— Required tasks —
(1) In the poetry review, what is the title of Herrera's new collection?
(2) Reproduce word for word the stretch of the poetry review from "Four of the" through "for their teachers.".

— Extract to read —
Social movements need great art. They need it if only to make plain for themselves that success is not merely linear; that changing law is not the only way to reform; that vibrantly naming truth rips apart untruths.
Four of the authors in this year’s spring poetry review (Juan Felipe Herrera, Joseph Brown, Reginald Dwayne Betts and Remi Kanazi) shine a light on the serrated edges of life: violence, injustice, hard living, deep wrongs. In one way or another they could all be said to be part of a movement in the struggle for justice.
Herrera—whose varied career includes roles as a community teacher, theatre artist, children’s book author, political activist and current poet laureate of the United States—would seem to be the ideal writer to crystallize painful reality into great poetry. But even a renowned writer does not hit every time.
“Ayotzinapa,” the second poem in his new collection Notes on the Assemblage (City Lights Books, 2015), tells the story of 43 Mexican students who were fired upon and kidnapped after a protest demanding funding for their teachers.
In one long sentence he describes the demonstration, the police and how the students continue to march even after they have been dismembered. They are making their way “toward all the cities in the world/ toward all the students and teachers in the world/ demonstrating on all the streets sprung open.” It ends: “we are not disposable.” This poem is solid, but it does not light up the page, turn it to ash.
“Almost Livin’ Almost Dyin’—for all the dead” lists the names of black men shot dead by police officers. It also names two New York cops shot dead while on duty. It ends:
we are all still burnin’ can you hear
me
can you feel me swaggin’ tall and
driving low &
talkin’ fine & hollerin’ from my
corner crime & fryin’
against the wall
almost livin’ almost dyin’
almost livin’ almost dyin’
As with many of the poems in this collection, it does the job, relates the needed information. But it does not bring us in a searing way to the truth of matters.

— Given entries —

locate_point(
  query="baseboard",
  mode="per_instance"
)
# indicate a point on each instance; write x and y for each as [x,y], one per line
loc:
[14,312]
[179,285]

— Answers to each task —
(1) Notes on the Assemblage

(2)
Four of the authors in this year’s spring poetry review (Juan Felipe Herrera, Joseph Brown, Reginald Dwayne Betts and Remi Kanazi) shine a light on the serrated edges of life: violence, injustice, hard living, deep wrongs. In one way or another they could all be said to be part of a movement in the struggle for justice.
Herrera—whose varied career includes roles as a community teacher, theatre artist, children’s book author, political activist and current poet laureate of the United States—would seem to be the ideal writer to crystallize painful reality into great poetry. But even a renowned writer does not hit every time.
“Ayotzinapa,” the second poem in his new collection Notes on the Assemblage (City Lights Books, 2015), tells the story of 43 Mexican students who were fired upon and kidnapped after a protest demanding funding for their teachers.